EXTRACT:
+++

ODT - THESIS TOPIC: László Czúni: Viewer centered object recognition ...

Viewer centered object recognition with mobile computing

THESIS TOPIC PROPOSAL

Institute: University of Pannonia
computer sciences
Doctoral School of Information Science and Technology

Thesis supervisor: László Czúni
co-supervisor: Zoltán Kató
Location of studies (in Hungarian): University of Pannonia, Faculty of Information Technology, Department of Electrical Engineering and Information Systems
Abbreviation of location of studies: PE

Description of the research topic:

There are several psychophysical supports for two-dimensional view interpolation theory for object recognition. In [Bülthoff] it is suggested that the human visual system can be described by recognizing 3D objects by 2D view interpolation. In [Fang] viewpoint aftereffects also prove that object-selective neurons can be tuned to specific viewing angles in the human visual system.
Viewer centered recognition methods can be considered as early attempts for the recognition of 3D objects. The idea of storing only a limited number of views of 3D objects and then applying transformations to find correspondence with other views already appear for example in [Basri] where novel views are generated by the linear combination of stored ones. Rigid objects with smooth surfaces and articulated objects could also be represented this way.

+++

Dataset records on object locations:
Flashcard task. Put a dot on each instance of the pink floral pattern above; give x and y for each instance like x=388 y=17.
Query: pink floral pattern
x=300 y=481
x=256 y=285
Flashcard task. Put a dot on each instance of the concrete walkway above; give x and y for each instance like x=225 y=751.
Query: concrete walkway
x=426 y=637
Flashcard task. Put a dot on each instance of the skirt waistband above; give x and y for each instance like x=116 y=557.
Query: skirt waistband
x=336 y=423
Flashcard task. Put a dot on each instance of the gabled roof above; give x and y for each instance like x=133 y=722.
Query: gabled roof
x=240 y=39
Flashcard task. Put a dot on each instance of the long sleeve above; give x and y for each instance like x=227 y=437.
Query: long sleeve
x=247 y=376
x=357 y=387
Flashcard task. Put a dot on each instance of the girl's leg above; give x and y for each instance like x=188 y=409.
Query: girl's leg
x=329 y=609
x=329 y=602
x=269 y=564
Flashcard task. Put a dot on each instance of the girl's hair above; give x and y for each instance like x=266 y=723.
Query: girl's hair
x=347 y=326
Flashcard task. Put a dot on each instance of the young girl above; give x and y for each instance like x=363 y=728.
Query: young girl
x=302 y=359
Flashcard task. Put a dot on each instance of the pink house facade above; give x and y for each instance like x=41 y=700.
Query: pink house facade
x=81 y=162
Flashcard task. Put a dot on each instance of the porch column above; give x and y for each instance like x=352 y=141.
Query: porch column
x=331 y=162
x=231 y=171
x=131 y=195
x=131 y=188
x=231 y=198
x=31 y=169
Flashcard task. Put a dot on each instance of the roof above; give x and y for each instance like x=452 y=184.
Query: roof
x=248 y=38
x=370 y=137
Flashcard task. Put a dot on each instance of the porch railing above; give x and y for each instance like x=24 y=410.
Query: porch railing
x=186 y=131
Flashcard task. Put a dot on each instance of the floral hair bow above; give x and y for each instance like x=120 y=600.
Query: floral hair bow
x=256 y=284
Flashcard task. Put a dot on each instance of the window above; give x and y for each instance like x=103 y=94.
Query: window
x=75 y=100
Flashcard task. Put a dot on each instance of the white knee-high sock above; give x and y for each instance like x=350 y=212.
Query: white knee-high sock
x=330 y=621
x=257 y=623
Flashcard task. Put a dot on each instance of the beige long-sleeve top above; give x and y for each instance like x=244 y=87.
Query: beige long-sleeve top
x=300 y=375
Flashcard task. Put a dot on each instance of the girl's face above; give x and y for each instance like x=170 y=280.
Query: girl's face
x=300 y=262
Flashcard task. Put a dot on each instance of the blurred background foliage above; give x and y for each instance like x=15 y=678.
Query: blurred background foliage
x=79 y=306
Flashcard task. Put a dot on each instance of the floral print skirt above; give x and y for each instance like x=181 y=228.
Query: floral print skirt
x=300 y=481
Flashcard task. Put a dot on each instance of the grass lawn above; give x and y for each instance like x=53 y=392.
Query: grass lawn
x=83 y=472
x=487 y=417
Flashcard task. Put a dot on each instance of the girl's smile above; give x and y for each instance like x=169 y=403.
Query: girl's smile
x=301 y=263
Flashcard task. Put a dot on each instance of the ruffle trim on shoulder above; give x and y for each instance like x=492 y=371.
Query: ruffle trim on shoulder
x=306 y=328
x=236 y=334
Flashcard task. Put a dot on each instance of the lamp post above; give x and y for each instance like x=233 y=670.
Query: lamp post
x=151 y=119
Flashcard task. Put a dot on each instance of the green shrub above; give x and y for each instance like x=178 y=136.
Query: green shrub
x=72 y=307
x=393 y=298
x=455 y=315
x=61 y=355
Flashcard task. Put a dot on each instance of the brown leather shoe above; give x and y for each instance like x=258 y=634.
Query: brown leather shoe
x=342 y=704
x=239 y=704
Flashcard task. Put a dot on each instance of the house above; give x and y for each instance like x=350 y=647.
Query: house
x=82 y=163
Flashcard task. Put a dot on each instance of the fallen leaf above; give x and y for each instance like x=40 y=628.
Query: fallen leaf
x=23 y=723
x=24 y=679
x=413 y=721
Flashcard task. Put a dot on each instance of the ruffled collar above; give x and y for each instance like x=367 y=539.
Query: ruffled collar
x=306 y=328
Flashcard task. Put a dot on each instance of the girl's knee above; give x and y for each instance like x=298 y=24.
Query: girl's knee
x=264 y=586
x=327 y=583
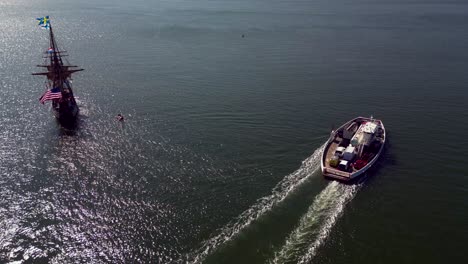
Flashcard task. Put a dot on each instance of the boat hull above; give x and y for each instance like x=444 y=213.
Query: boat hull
x=346 y=176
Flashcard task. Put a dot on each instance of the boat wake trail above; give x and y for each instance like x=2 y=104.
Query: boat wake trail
x=287 y=185
x=315 y=226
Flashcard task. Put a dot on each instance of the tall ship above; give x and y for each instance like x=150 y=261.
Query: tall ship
x=58 y=74
x=353 y=148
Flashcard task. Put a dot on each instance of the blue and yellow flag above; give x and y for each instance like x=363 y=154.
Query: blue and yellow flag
x=44 y=21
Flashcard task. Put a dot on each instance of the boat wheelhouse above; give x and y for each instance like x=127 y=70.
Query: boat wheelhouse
x=353 y=148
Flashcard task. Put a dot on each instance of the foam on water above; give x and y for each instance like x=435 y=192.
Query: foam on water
x=286 y=186
x=314 y=227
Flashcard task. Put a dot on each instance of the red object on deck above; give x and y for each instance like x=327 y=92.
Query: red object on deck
x=359 y=164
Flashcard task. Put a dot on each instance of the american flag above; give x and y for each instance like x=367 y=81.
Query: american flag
x=50 y=95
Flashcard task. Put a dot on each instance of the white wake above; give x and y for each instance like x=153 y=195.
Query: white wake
x=287 y=185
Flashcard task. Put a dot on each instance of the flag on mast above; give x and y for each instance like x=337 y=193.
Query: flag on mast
x=44 y=22
x=50 y=95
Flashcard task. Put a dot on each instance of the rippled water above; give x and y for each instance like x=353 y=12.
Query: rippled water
x=223 y=100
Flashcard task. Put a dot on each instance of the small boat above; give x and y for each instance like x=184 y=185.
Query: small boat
x=58 y=74
x=353 y=148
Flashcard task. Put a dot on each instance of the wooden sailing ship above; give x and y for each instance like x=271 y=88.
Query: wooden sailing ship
x=58 y=74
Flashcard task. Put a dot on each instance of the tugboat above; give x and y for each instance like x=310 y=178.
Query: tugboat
x=353 y=148
x=58 y=84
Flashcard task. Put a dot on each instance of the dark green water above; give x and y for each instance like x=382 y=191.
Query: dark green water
x=217 y=161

+++

OBJECTIVE: Can you rewrite the paragraph of the thesis proposal that begins "Viewer centered recognition methods" as a short bulleted list that keeps its main facts?

FINISHED EXERCISE:
- Viewer centered recognition methods are early attempts at recognizing 3D objects.
- They store only a limited number of views of a 3D object and apply transformations to find correspondence with other views.
- In [Basri], for example, novel views are generated by linearly combining stored ones.
- Rigid objects with smooth surfaces and articulated objects can also be represented this way.